SOURCE MATERIAL:
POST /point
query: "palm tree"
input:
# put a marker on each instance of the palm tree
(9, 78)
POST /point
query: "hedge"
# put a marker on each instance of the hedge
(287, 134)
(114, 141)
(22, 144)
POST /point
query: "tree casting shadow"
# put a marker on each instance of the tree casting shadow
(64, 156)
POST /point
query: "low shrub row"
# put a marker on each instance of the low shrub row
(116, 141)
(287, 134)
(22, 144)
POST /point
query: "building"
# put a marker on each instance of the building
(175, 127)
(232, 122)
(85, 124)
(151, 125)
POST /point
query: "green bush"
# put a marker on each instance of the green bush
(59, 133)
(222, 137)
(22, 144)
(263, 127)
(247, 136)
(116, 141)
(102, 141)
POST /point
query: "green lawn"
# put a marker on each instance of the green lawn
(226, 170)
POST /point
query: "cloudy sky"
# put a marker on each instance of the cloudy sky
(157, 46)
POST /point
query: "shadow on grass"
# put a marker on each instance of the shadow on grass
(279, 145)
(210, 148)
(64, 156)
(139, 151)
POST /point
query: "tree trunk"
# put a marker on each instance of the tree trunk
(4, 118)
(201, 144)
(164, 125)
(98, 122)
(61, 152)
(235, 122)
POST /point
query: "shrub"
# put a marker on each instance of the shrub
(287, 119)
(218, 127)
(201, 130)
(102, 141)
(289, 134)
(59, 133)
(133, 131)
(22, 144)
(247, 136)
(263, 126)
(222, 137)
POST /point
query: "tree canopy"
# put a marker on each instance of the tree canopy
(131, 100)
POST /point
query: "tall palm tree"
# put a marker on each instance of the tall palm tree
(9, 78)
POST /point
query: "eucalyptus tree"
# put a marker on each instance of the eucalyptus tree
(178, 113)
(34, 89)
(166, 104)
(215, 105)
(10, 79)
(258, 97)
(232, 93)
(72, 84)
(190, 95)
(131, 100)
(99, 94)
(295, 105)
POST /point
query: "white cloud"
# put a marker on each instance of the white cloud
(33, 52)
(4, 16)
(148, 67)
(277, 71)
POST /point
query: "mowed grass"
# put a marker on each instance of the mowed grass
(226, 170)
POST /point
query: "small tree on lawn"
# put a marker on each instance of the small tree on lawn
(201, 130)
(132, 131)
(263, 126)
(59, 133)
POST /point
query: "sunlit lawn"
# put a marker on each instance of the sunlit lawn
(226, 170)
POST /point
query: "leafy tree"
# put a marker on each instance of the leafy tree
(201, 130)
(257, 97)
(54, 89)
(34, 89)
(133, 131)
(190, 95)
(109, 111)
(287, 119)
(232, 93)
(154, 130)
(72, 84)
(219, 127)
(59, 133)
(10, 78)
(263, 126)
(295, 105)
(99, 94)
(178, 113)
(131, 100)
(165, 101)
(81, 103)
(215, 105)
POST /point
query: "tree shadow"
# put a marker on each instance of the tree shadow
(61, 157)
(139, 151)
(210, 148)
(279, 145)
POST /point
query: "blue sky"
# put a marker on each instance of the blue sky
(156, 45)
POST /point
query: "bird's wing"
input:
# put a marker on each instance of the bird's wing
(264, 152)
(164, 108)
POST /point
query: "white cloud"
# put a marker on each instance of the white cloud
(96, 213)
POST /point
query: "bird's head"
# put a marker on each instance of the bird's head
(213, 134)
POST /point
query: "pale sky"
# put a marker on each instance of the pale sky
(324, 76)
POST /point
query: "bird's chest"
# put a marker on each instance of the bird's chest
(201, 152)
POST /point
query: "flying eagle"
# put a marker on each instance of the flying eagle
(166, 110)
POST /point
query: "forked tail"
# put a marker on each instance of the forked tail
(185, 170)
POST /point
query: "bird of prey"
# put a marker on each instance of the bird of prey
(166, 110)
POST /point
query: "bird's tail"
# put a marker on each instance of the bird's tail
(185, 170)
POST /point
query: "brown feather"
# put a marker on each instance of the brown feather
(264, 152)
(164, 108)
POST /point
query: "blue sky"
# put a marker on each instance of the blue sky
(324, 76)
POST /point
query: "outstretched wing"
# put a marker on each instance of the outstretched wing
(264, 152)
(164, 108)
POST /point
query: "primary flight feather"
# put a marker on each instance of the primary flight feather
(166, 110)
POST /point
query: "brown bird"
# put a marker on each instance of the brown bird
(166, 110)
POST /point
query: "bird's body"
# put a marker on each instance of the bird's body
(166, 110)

AIM OF THE EXERCISE:
For each record above, write it out again exactly.

TASK RESPONSE:
POST /point
query: "palm tree"
input:
# put a marker on each instance of the palm tree
(9, 78)
POST /point
query: "hedge"
# put a marker on each instance of the hedge
(287, 134)
(114, 141)
(22, 144)
POST /point
query: "tree casting shadow"
# put a marker on each instance of the tree casting shadow
(64, 156)
POST /point
query: "low shrub row"
# put a marker on each instance of the low shrub row
(116, 141)
(287, 134)
(22, 144)
POST /point
query: "building"
# put a marker on each instance of the building
(175, 127)
(232, 122)
(85, 124)
(151, 125)
POST /point
query: "green bush"
# put a marker on each instance of the green bush
(59, 133)
(222, 137)
(22, 144)
(263, 127)
(247, 136)
(116, 141)
(102, 141)
POST /point
query: "green lawn"
# put a marker on each instance of the green lawn
(226, 170)
POST /point
query: "cloudy sky"
# put a marker on each instance of the cloudy sky
(157, 46)
POST /point
query: "shadow on grass"
# put a marker on each instance of the shadow on grass
(279, 145)
(210, 148)
(64, 156)
(139, 151)
POST /point
query: "tree trunk"
# put a marker on each instance of the tree trunk
(4, 118)
(201, 144)
(164, 125)
(98, 122)
(61, 152)
(235, 122)
POST /point
query: "shrub"
# put a marker on each instance of the shrub
(287, 119)
(218, 127)
(201, 130)
(102, 141)
(289, 134)
(59, 133)
(133, 131)
(22, 144)
(247, 136)
(263, 126)
(222, 137)
POST /point
query: "tree canopy"
# put a marker on each instance of the tree canopy
(131, 100)
POST /point
query: "tall palm tree"
# put a marker on each instance of the tall palm tree
(9, 78)
POST /point
query: "eucalyptus tree"
# put a marker on each instance of the eucalyptus tree
(178, 113)
(34, 89)
(166, 104)
(215, 105)
(10, 79)
(258, 97)
(232, 93)
(72, 84)
(190, 95)
(131, 100)
(99, 94)
(295, 105)
POST /point
query: "white cloud"
# put a marker on each instance of the white cloud
(33, 52)
(4, 16)
(148, 67)
(277, 71)
POST /point
query: "mowed grass"
# put a marker on each instance of the mowed grass
(226, 170)
POST /point
query: "small tree on lawn"
# put a marker on each instance of the small tree on lawn
(201, 130)
(132, 131)
(263, 126)
(59, 133)
POST /point
query: "sunlit lawn"
# put a marker on each instance of the sunlit lawn
(226, 170)
POST /point
query: "leafy tree"
# put a marker on each instance of the leafy tree
(201, 130)
(257, 97)
(54, 89)
(34, 89)
(133, 131)
(190, 95)
(109, 111)
(287, 119)
(232, 93)
(154, 130)
(72, 84)
(219, 127)
(59, 133)
(10, 78)
(263, 126)
(295, 105)
(99, 94)
(178, 113)
(131, 100)
(165, 101)
(81, 103)
(215, 105)
POST /point
query: "tree shadow"
# put a marker on each instance of the tree shadow
(61, 157)
(139, 151)
(210, 148)
(279, 145)
POST /point
query: "blue sky"
# put a marker on each instance of the blue sky
(156, 45)
POST /point
query: "bird's wing"
input:
# put a marker on each instance of the bird's wing
(264, 152)
(164, 108)
POST /point
query: "white cloud"
# put a marker on each instance of the white cloud
(96, 213)
POST /point
query: "bird's head"
# put a marker on each instance of the bird's head
(213, 134)
POST /point
query: "pale sky"
# put a marker on each instance of the pale sky
(324, 76)
POST /point
query: "bird's chest"
# put a marker on each instance of the bird's chest
(201, 152)
POST /point
query: "flying eagle"
# put a marker on each instance of the flying eagle
(166, 110)
POST /point
query: "forked tail"
# put a marker on each instance of the forked tail
(185, 170)
POST /point
query: "bird of prey"
# put a marker on each instance of the bird of prey
(166, 110)
POST /point
query: "bird's tail"
# put a marker on each instance of the bird's tail
(185, 170)
POST /point
query: "brown feather"
# put a marker on each instance of the brown feather
(264, 152)
(164, 108)
POST /point
query: "blue sky"
# put a marker on each instance of the blue sky
(324, 76)
POST /point
query: "outstretched wing"
# put a marker on each instance of the outstretched wing
(264, 152)
(164, 108)
POST /point
query: "primary flight feather"
# put a marker on each instance of the primary flight feather
(166, 110)
POST /point
query: "brown bird"
# put a marker on each instance of the brown bird
(166, 110)
POST /point
query: "bird's body"
# put a marker on each instance of the bird's body
(166, 110)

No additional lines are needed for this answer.